> _SHORT TASK 1_:
Copy the stretch of the chant newsletter from "Gregorian Institute Colloquium:July" through "on their minds." word for word.
> _SHORT TASK 2_:
Quote the stretch of the listing from the line that contains "If you could tag the pack" through the end of the listing.

> _EXTRACT_:

Chanting the sequence “Lauda Sion,” members of the Gregorian Institute process to the chapel on the campus of the University of Michigan.
Pilgrimage to Kalamazoo In May 2007, at the International Medieval Congress in Kalamazoo, Michigan, the Institute’s schola re-created “In Festo Corporis Christi,” the First Vespers of Corpus Christi, as first instituted in 1246. This music was selected to coincide with the publication by Penn State Press of the manuscript – Paris Bibl. nat. lat. 1143 (BnF 1143). BnF 1143 is a small manuscript of 38 folios devoted exclusively to the service (Mass and Office) for Corpus Christi. It is of central importance to the study of this feast, because it is the earliest source to transmit all of the texts and most of the music ofSacerdos in eternum, the Roman service usually attributed to Thomas Aquinas that formed the basis of all later services. The concert, which was very well received, was presented by members from Quebec and Ontario, who had a wonderful time performing. Following the singing, there was a round-table discussion. In attendance were many notable international musicologists who have established connections with some of the members of the Gregorian Institute. William Oates
GIC Returns to Kalamazoo For the second consecutive year, GIC will sponsor a session at the International Congress of Medieval Studies in Kalamazoo, May 8 to 11, 2008. In addition to performing, the Institute will sponsor a three-paper session on dialects of Western Chant (Sarum, Old Spanish, Old Roman, etc.). The GIC Schola, including members from Chicoutimi, Montreal, Toronto and Hamilton, will present a concert of Later Medieval Devotional Song in Honour of the Blessed Virgin. For more information, please contact the GIC at
News Bites
• In January 2007, the Ritual Choir of the Church of St. Mary Magdalene, including two of our GIC directors, travelled to sing in St. Joseph, Missouri. The concert presented was very well received, with perhaps 300 in attendance.
• On April 21, 2007, the GIC Schola presented a concert at St. Luke’s Anglican Church, Hamilton, featuring the first Vespers of Corpus Christi and the four Marian Antiphons.
• Jean-Pierre Noiseux, a member of GIC’s board of directors, gave a paper at the sessions of the Cantus Planus International Study Group, which were held from July 11 to 16, 2007, in Zürich, Switzerland. His paper, entitled «Le Tonaire de dom Pothier et la genèse du Liber Gradualis» was also presented in English in Quebec City on November 4, 2007, as part of the American Musicological Society Annual Meeting.
Gregorian Institute Colloquium:July 2007
On July 27 to 29, a group of 25 enthusiastic chant lovers trekked to Ottawa for the Gregorian Institute’s annual Colloquium. Our destination was the beautiful and quiet Maison de Notre-Dame-de-la-Providence, run by the gracious Sr. L. Dupuis. The facilities were spotless and food plentiful for the hungry chanters, but music was on their minds.
On Friday evening, after a quick annual members meeting, some of us were introduced to the Sarum usage and learned a bit of the history of this dialect of Gregorian chant. Others attended an introduction to Gregorian chant workshop led by Rob Castle. After the workshops, William Renwick taught the music of Sarum Compline. We then proceeded to actually sing Compline in the chapel at the Maison. The chapel was just the right size for our group and the acoustics excellent, resulting in a moment of profound peace while singing the evening office.

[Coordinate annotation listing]
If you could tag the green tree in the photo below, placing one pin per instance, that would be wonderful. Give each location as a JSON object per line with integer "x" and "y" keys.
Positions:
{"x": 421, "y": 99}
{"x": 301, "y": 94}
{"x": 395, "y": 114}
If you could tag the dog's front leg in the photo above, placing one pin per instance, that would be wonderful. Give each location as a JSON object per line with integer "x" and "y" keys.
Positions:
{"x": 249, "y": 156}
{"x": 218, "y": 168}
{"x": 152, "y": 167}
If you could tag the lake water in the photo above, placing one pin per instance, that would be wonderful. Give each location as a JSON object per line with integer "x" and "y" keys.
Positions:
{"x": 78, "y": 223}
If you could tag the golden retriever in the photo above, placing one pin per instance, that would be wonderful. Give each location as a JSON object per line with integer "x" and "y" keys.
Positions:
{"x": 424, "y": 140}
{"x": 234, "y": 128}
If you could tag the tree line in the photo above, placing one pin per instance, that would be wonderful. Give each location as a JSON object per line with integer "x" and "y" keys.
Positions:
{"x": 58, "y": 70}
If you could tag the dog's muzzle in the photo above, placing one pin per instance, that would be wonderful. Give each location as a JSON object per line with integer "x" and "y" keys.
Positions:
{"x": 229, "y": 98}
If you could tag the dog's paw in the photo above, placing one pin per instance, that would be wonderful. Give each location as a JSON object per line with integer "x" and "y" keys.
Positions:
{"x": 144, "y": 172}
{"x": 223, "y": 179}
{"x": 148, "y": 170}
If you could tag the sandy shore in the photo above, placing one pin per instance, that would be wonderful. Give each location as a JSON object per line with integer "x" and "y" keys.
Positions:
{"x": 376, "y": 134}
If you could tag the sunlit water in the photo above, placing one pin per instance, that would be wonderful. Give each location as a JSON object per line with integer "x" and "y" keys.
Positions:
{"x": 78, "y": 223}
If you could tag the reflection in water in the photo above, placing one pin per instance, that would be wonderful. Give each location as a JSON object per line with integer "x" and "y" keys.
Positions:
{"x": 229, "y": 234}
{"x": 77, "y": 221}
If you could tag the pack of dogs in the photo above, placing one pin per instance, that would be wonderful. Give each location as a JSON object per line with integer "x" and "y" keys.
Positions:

> _TASK RESPONSE 1_:
Gregorian Institute Colloquium:July 2007
On July 27 to 29, a group of 25 enthusiastic chant lovers trekked to Ottawa for the Gregorian Institute’s annual Colloquium. Our destination was the beautiful and quiet Maison de Notre-Dame-de-la-Providence, run by the gracious Sr. L. Dupuis. The facilities were spotless and food plentiful for the hungry chanters, but music was on their minds.

> _TASK RESPONSE 2_:
If you could tag the pack of dogs in the photo above, placing one pin per instance, that would be wonderful. Give each location as a JSON object per line with integer "x" and "y" keys.
Positions:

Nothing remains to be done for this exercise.